Records from a collection:

<<<<

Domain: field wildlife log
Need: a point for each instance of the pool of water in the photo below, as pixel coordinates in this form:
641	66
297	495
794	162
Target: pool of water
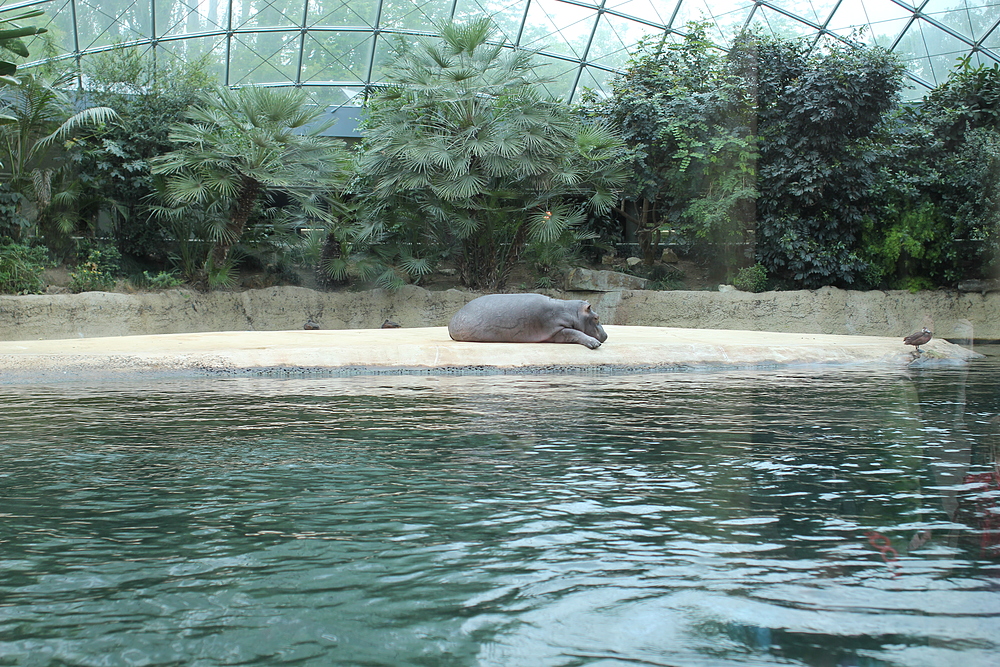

>>>>
<<<<

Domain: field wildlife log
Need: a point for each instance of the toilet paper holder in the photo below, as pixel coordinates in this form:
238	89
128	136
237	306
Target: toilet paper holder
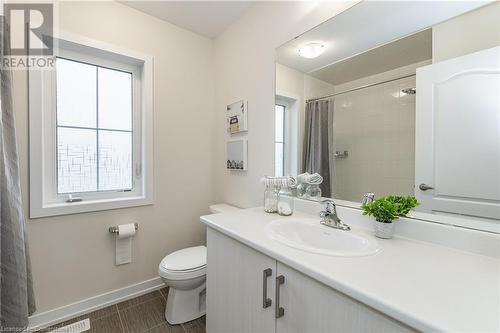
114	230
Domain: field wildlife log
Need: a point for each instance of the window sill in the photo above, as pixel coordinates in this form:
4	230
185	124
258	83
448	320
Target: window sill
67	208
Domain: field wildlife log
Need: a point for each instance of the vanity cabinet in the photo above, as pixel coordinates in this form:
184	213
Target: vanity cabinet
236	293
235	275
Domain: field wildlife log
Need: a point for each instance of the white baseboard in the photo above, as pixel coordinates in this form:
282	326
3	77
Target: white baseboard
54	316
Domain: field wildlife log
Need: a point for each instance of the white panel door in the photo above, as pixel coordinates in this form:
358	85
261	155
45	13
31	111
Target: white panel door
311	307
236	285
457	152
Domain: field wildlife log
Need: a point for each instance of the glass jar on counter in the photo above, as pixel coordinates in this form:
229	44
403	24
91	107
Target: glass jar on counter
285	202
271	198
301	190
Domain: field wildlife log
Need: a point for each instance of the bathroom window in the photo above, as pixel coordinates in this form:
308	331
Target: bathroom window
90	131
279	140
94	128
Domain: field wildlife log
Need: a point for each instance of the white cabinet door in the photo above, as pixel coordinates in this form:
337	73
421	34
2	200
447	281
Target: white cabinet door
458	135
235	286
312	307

>>>>

= Your goal =
How many of the lines above contain the string "window"? Treat uppercase and lowercase as different, and reply with the number alone.

= Exercise result =
4